The PPA said yard utilization at the Manila international ports, composed of the Manila International Container Terminal (MICT) and the Manila South Harbor, are almost 100 percent full as majority of cargoes remained idle after the implementation of the community quarantine two weeks ago.

Despite efforts to transfer cleared and overstaying containers from the MICT to a facility inside the Manila North Harbor, Santiago said there is still not enough breathing space for the Manila port terminals to operate efficiently and productively.

“Again, government is appealing to the consignees, cargo owners, brokers, logistics, manufacturers and other supply chain service providers to help us address this situation by withdrawing their cargoes,” he said. “We really need to clear these cargoes to accommodate the incoming ones as most of our needs to fight this COVID-19 pandemic are in these incoming cargoes,” Santiago said.

The PPA, Bureau of Customs, Department of Trade and Industry, and Department of Agriculture are now looking at measures to prevent congestion at the ports after the Inter-Agency Task Force for the Management of Emerging Infectious Diseases issued an order to clear the ports of containers.

The PPA said among the measures being considered for implementation include the forfeiture of overstaying cargoes in favor of government, and reducing the cargo clearing and free storage periods from the current allowable time to force cargo owners to withdraw as they will be burdened with heavy fines, penalties, and storage fees.

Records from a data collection
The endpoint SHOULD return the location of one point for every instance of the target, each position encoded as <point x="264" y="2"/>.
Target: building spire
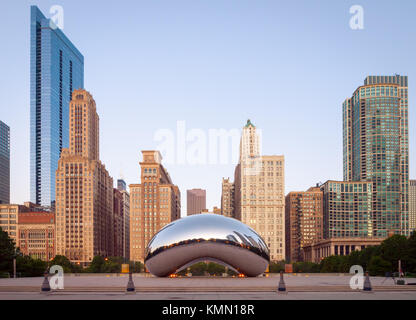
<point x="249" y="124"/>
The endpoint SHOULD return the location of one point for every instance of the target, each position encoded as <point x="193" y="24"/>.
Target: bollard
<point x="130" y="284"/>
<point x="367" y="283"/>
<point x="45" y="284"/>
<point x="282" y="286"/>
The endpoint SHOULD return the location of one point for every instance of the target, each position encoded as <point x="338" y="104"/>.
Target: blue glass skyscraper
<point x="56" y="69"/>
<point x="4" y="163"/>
==
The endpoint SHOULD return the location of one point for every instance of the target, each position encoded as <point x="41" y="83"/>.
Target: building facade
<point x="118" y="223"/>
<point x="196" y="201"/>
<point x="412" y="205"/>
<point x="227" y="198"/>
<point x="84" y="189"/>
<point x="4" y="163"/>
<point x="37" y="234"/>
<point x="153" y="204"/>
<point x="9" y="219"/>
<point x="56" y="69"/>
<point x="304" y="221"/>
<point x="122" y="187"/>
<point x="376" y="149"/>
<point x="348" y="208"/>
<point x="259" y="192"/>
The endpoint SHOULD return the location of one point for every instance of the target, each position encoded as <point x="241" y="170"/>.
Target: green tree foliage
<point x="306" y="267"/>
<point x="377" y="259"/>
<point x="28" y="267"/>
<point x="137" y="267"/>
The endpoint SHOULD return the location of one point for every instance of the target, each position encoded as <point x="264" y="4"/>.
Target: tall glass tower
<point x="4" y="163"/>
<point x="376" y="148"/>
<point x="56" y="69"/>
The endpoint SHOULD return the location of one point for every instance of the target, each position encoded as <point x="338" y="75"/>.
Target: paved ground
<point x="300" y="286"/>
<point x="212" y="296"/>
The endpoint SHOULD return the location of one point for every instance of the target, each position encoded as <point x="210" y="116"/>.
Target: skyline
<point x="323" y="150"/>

# Work order 1:
In the passage on Manila port congestion, which two facilities make up the Manila international ports?
# Work order 2:
Carry on writing the passage on Manila port congestion, starting after its final sentence.

# Reply 1:
The Manila International Container Terminal (MICT) and the Manila South Harbor.

# Reply 2:
The agencies are expected to come out with a joint memorandum circular to effect the needed yard management at the Manila ports.

As a stop-gap measure, the PPA has authorized an area at the Manila North Harbor, the country’s premiere domestic terminal, for the purpose of the immediate and accelerated transfer of all overstaying foreign containers already cleared for delivery or withdrawal.

This is to maintain the high operational efficiency and productivity of the MICT while the entire island of Luzon is under the enhanced community quarantine.

Last Friday, International Container Terminal Services Inc. (ICTSI) appealed to cargo owners to remove immediately their containers at its flagship MICT to ensure efficient maritime trade flow.

ICTSI executive vice president Christian Gonzalez said they have now reached a point where it is becoming impossible to operate in an efficient manner.

“Containers are simply not being removed from the terminal. We understand that it is unfeasible for some, and many businesses have been temporarily shut down, but without the full support of everyone that is able to open, we will come to a point when efficient operations will no longer be possible,” Gonzalez said.

As of Friday, the PPA said over 800 cleared reefer vans are inside the MICT containing perishables like food, medicines and other essentials, while more than 2,000 dry containers already cleared and ready for delivery remain inside the terminal.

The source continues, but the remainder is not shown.